» Written exercise 1
Please identify every line in the listing below that contains the string "outline" and copy each such line. Case counts.

» Article
The first Olympic Games were reserved for whites. Coubertin, “a fanatical colonialist,” according to his own words, was a racist and open anti-Semite. “All other races must show allegiance to the superior white race.” Women, black people, and colonial peoples couldn’t participate in the Olympic Games. This ban faced important opposition over the years. But in 1960, the Vatican still prohibited the Catholic clergy from looking at women’s sporting events. More recently, sexism has taken other forms, such as the humiliating tests of femininity for certain athletes, for example, the South African runner Caster Samanya.

Nationalism and Nazism

If the Games have evolved a lot, they haven’t ceased to extol the most jingoistic nationalism. It’s in their very structure: every athlete competes under a national flag, and the victors are rewarded with their national anthems. Between World War I and World War II, the organizations of the workers’ movement were opposed to this nationalist dimension, and sought to establish alternative models. In opposition to the racism and elitism of the Olympic Games, the Red International of Sport, which began in 1921 inside the Communist International, organized “Spartacist” events, while the Sports International of Lucern, tied to the Social Democratic International, established the international workers’ Olympics. These sometimes brought together several tens of thousands of athletes, and as many, if not more, spectators as the Olympic Games.

The Olympic Games of Pierre de Coubertin were imposed because they had the support of nation-states, which used them to exalt bourgeois ideals, nationalism, and even Nazism. In 1936, the Berlin Games were a golden opportunity for the Nazi regime to make a spectacle. They enjoyed the admiring support of the Baron de Coubertin, whom Hitler nominated in vain for the Nobel Peace Prize. Opponents of Nazism organized an international boycott campaign particularly in the United States, since many already knew about the oppression carried out by the Nazi regime against political opponents, Jews, Gypsies and even the handicapped.

» Data listing
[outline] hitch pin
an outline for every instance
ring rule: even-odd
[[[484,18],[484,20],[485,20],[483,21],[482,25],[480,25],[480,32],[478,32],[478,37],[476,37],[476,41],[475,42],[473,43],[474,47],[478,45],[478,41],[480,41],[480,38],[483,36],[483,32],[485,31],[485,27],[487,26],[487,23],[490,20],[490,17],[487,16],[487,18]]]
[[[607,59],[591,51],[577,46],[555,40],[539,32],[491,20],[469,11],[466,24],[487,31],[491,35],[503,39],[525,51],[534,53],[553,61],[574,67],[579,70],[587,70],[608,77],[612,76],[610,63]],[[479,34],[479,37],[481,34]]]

» Written exercise 2
According to the passage on the Olympic Games, in what year did the Red International of Sport begin?

» Response 1
[outline] hitch pin
an outline for every instance

» Response 2
1921